§ Exercise description
In the material below, find how many lines contain the string "light". Write only that number.

§ Available records
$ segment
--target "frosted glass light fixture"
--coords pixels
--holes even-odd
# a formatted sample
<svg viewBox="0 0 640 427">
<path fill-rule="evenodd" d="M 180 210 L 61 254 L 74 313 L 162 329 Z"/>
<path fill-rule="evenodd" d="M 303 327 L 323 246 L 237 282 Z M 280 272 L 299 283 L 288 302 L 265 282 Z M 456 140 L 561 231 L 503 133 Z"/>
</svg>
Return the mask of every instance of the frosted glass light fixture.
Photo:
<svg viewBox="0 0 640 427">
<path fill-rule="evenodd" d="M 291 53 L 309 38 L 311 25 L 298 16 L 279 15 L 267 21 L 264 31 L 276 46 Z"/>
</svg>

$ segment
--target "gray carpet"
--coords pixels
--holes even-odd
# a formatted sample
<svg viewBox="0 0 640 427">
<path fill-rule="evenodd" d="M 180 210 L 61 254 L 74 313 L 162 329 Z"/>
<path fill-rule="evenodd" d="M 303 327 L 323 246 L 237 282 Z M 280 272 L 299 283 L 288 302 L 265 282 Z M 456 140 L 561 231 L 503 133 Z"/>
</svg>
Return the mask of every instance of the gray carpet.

§ Response
2